┌────────

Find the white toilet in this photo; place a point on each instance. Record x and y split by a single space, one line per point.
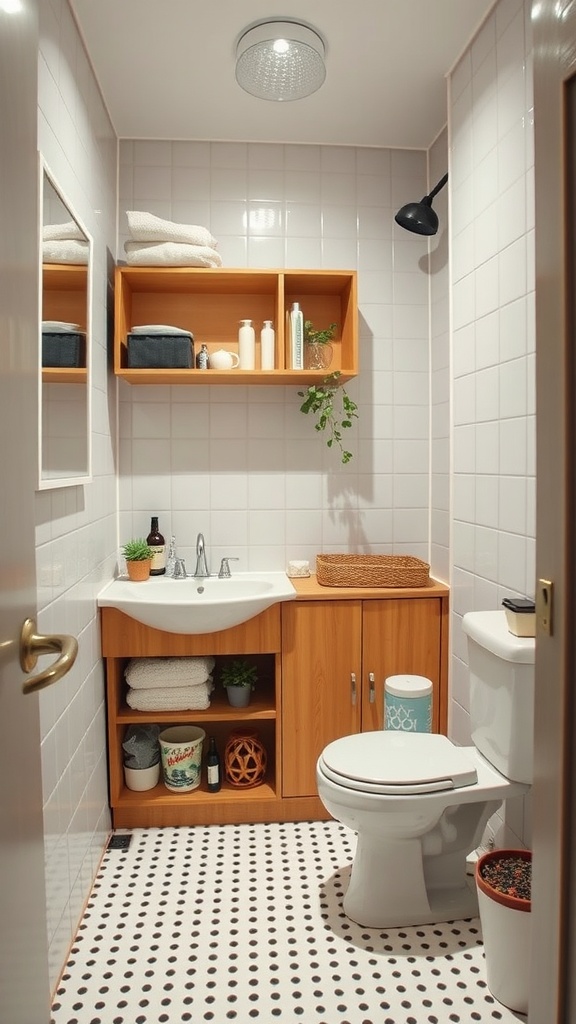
419 803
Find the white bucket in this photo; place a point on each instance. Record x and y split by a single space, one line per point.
180 750
506 936
140 779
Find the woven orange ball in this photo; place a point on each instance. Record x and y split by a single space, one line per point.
245 760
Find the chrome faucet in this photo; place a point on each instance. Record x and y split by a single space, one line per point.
201 564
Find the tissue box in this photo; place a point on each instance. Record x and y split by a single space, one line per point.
64 349
160 351
521 616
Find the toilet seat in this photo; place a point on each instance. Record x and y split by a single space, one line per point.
397 763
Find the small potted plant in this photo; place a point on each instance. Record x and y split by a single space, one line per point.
321 399
503 881
318 350
138 556
239 678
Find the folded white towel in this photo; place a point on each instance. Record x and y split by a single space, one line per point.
53 232
148 227
59 327
154 672
170 254
66 251
159 329
171 697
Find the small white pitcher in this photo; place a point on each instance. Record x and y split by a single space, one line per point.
222 359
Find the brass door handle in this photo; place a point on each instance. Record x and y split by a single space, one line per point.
372 690
32 645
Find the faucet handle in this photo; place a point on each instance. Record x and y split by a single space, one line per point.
224 572
179 569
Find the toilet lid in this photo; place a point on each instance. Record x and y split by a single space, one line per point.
397 763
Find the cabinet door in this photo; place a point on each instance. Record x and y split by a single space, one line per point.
399 636
321 650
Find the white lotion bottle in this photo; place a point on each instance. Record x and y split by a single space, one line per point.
266 346
297 337
246 345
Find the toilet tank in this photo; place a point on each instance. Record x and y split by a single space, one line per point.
501 674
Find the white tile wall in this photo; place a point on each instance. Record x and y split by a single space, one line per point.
76 526
243 465
440 370
491 168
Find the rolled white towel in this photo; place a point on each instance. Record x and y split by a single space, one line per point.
147 227
171 697
156 672
66 251
54 232
170 254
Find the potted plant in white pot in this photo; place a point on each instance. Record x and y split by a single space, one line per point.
138 557
239 678
503 881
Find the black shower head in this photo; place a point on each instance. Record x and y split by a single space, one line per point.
419 217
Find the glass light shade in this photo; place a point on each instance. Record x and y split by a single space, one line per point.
280 60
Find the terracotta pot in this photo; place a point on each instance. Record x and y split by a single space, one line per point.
138 571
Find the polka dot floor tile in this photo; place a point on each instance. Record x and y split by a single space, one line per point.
244 924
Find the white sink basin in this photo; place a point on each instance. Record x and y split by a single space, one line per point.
196 605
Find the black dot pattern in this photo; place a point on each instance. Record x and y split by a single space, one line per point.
245 923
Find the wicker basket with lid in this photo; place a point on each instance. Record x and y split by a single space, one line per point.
371 570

└────────

Rewrite every line of the listing above with "Locate" in place of "Find", keeping everything else the same. Omit the pictures from your answer.

■ Result of the task:
Locate the white toilet in this photo; place a point on each instance. Record x and y split by a single space, one line per point.
419 803
Locate the white bucket in this photo; place a point on each instance. Record x and y split by a single space, one line per point.
180 750
506 936
140 779
Locate the woven orange ball in this photo; place a point on each instance. Record x and y split by a single space, one line per point.
245 760
Locate the chrome faucet in this photo; place a point on each instance. Record x and y split by a single space, one line per point.
201 564
Locate the tissue box in this photo; place a point on each instance. Record x and y split by a single space, one line per point.
64 349
160 351
521 616
Locate the toilet seat in this photo; place a point on each instance. Record x and y split by a single space, one line per point.
397 763
Locate the small potted plant in this photo; place a point on each instance. Record x and y split by a single space, one line per point.
321 399
503 881
318 350
138 556
239 678
Locate the folded white towel in this photo; place a point on each instance. Record x and y split by a single space, one line per point.
53 232
148 227
59 327
154 672
170 254
66 251
159 329
171 697
Locate the small white pitcher in this photo; place a point on each instance. Record x and y split by a single space, one line per point.
222 359
Locate the brass door handle in this photo; place a point on each instance. Record x and y split by a single space, one line per point.
372 690
32 645
Locate the faucet handle in this photo; place a point on each instance. Record x and y split by a single space, one line per point.
224 572
179 569
Locate the toilet lid in this photo; place a point on each instance. Record x and y split by a single space, one line per point.
397 763
Locate the cabinet door in this photo; place a point on each instance. Record x and y split by a single space, one line per point.
399 636
321 650
Locate the white lotion bottle in this photo; place a point on each instance. Record x and y split by a single space, one line per point.
266 346
297 337
246 345
Locate the toilet tank in this photo; place a point on each instance. Record x and y split by a single space, one line per point.
501 674
Locate the white tile wall in this photo; place a point on each instance. Record x and y split by a single space, one line per point.
76 526
243 465
440 370
491 168
Locate the rolled white towel in this photo; place a point on each instance. Record x and y split by a single space, one line per point.
147 227
171 697
156 672
66 251
54 232
170 254
Locate the potted plant in white pot in this photo; place a point on each instance. Record x and y split by a single space, one line per point.
138 557
239 678
503 881
Locate the black shower head in this photo; place a point on each instance. Record x and y split by a single space, one line per point.
419 217
Locate the glass light shade in this photo; place a point on each instance. Record x and y split by a single space, one line per point.
280 60
Locate the terracotta pot in this photo; place a point on each instance. Record x and y split by a single space, one line per point.
138 571
Locate the polka dot floor tile in this photo; place a point on each instance. Record x and y split by a single space, one line per point.
244 924
Locate the white sink basin in this photo; place a point on each instance. Record x and y split by a single space, one line per point.
196 605
Locate the black dot pattern in this photo; place a point on each instance. Record x and y split by a single space, one line per point.
245 923
Locate the wicker basket with lid in this photo; place a point on each instance. Record x and y split by a single space, one line per point.
371 570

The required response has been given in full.